Stated goal 1 — Write out the part of the clock generator passage that begins at the words "CHAPTER 1 Introduction" and stops after the words "in the future.".

Source passage —
Organization - 應用於無線近身網路之可調式全數位時脈產生器

CHAPTER 1 Introduction

1.2 Organization

The rest of this thesis is organized as follows. At first, the all-digital PFTCG is described in Chapter 2. Then, we propose a low power delay tunable hysteresis delay cell (HDC) for DCO design in Chapter 3. Chapter 4 presents a PVT tolerance clock generator. Finally, Chapter 5 summarizes our work and discusses some design topics in the future.

CHAPTER 2 Phase-Frequency Tunable Clock Generator

As shown in Chapter 1, the PFTCG is used for DPR and DFR [2] to change the generated clock phase and frequency in some response time. Traditional PLLs, designed by analog approaches, are composed of phase frequency detector (PFD), charge pump (CP) circuits, loop filter (LF), VCO and frequency divider. The analog-based PLLs have more difficulty in tradeoffs among gain, supply voltage and frequency range of VCO designs in more advanced process technology. The large capacitance of LF increases chip area, but the off-chip capacitance consumes much power. Furthermore, the serious leakage current problem to CP circuits in deep sub-micron technology also dominates overall power dissipation.

On the contrary, the advantages of all digital approach, like all-digital phase-locked loop (ADPLL) [5-8], all-digital delay-locked loop (ADDLL) [14] or all-digital multi-phase clock generators (ADMCG) [15], are short lock-in time, low design complexity for voltage scaling and power minimization, and easily integration in SoC applications. Therefore, the PFTCG is proposed in all-digital scheme for

power reduction and performance improvement by the clock phase and frequency adjustments.

2.1 System Overview

The overall dynamic phase-frequency recovery [2] block diagram with the proposed all-digital PFTCG is shown in Fig. 2.1 [3]. The signals are transmitted with the channel noise and down-converted in the receiver side. Then, the received signals are sampled by symbol period with initial timing offset ε. After timing synchronization composed of packet detection and boundary detection blocks, the timing error detector (TED) starts maximum absolute-squared-sum (MASS) search [2]

of the initial preamble. Afterward, the TED calculates the absolute-squared-sum with different sampling phase εˆ provided by the PFTCG. And then, the PFTCG selects the optimal sampling phase that results in MASS.

Although TED adjusts the sampling clock phase, the drift amount due to sampling clock frequency offset ξ still increases. The frequency error detector (FED) estimates the sampling clock frequency offset after the fast Fourier transformation (FFT) by least squares (LS) algorithm [16]. The estimated sampling clock frequency offset ξˆ is also sent to the PFTCG for tuning sampling frequency. To summarize, the ADC sampling clock is controlled by PFTCG with the estimated sampling phase offset εˆ and sampling frequency offset ξˆ .

Dataset rows —
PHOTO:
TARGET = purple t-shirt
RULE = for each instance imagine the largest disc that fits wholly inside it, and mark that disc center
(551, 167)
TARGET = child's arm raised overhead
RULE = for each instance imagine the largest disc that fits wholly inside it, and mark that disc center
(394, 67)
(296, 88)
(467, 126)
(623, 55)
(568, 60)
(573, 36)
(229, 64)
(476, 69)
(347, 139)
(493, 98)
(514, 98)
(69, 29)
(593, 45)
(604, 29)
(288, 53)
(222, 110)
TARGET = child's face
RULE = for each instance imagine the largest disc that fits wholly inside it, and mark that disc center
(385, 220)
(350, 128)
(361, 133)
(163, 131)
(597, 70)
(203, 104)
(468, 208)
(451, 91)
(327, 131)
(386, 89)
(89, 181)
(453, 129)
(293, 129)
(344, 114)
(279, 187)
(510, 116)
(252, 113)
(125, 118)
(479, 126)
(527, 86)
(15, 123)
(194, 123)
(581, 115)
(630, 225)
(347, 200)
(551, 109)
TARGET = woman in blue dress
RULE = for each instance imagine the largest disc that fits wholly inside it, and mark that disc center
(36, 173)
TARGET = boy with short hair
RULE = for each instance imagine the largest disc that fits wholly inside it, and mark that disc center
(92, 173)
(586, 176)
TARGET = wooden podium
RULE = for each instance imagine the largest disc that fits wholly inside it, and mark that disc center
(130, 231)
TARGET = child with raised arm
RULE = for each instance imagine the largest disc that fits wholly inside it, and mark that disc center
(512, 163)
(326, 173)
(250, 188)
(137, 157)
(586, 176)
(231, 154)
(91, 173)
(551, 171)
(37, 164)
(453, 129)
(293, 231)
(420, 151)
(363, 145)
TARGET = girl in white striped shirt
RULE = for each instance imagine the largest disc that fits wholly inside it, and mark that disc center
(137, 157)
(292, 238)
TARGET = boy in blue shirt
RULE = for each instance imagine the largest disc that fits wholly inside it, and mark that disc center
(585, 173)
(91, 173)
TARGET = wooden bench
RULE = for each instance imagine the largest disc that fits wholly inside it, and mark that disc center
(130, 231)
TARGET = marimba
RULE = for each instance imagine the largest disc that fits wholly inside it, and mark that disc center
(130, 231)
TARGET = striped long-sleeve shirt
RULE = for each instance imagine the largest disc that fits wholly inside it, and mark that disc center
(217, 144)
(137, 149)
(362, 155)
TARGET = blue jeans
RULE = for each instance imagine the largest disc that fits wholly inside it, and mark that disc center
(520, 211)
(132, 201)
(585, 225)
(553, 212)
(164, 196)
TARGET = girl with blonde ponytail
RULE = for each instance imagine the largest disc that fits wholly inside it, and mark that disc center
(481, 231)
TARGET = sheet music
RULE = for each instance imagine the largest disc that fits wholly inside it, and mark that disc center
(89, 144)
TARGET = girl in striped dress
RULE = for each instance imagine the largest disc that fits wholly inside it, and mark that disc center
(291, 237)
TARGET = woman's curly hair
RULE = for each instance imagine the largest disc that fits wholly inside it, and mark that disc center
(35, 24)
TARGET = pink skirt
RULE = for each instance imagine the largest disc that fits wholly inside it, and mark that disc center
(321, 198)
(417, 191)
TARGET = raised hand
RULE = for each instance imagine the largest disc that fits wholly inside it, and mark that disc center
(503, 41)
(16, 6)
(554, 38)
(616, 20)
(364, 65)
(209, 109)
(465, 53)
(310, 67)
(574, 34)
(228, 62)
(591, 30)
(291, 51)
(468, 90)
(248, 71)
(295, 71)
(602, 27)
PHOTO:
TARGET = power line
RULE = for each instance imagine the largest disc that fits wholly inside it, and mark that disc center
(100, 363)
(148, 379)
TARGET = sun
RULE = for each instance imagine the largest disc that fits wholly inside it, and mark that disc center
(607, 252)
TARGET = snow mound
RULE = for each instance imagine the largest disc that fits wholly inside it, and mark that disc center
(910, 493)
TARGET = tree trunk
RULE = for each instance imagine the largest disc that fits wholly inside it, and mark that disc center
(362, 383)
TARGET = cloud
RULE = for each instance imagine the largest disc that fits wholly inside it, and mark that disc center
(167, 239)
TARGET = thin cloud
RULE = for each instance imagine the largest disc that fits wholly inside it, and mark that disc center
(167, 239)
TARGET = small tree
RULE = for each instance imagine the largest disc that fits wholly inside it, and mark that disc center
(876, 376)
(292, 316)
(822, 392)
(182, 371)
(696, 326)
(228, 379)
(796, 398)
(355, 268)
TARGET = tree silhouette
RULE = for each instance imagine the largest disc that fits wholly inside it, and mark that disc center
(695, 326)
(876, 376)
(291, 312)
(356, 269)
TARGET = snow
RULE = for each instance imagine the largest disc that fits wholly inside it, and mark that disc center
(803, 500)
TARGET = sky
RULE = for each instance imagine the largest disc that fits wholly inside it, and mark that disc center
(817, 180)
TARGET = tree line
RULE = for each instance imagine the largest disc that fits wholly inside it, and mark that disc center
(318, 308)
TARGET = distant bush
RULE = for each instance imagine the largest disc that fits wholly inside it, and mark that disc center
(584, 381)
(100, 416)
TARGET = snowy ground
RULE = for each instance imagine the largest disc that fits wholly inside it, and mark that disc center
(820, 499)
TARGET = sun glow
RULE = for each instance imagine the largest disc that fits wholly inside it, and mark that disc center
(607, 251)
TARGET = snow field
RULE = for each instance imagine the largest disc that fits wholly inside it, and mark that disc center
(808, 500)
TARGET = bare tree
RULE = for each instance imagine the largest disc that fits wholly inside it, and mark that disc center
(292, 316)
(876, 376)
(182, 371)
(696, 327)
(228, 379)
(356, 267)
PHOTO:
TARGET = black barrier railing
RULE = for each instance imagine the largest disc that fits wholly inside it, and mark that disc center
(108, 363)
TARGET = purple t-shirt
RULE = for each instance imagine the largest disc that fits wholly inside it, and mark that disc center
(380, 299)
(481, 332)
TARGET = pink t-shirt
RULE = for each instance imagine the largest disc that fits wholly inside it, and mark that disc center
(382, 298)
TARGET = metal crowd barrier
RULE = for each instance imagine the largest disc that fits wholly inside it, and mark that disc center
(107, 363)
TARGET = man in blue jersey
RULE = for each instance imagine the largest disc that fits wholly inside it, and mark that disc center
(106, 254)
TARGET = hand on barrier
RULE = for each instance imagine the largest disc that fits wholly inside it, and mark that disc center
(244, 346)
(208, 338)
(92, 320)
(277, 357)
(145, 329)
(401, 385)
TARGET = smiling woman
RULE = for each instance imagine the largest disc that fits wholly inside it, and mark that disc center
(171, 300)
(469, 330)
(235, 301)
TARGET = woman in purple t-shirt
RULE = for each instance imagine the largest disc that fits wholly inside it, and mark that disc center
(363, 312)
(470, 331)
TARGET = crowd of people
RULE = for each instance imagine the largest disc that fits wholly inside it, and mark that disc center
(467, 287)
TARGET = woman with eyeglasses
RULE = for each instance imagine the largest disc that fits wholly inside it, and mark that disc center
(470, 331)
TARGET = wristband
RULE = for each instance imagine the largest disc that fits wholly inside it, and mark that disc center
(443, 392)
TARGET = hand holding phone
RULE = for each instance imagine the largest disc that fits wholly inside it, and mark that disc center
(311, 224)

Stated goal 2 — Gather every row that contains the string "child", treating uppercase and lowercase as different.

Full answer 1 —
CHAPTER 1 Introduction

1.2 Organization

The rest of this thesis is organized as follows. At first, the all-digital PFTCG is described in Chapter 2. Then, we propose a low power delay tunable hysteresis delay cell (HDC) for DCO design in Chapter 3. Chapter 4 presents a PVT tolerance clock generator. Finally, Chapter 5 summarizes our work and discusses some design topics in the future.

Full answer 2 —
TARGET = child's arm raised overhead
TARGET = child's face
TARGET = child with raised arm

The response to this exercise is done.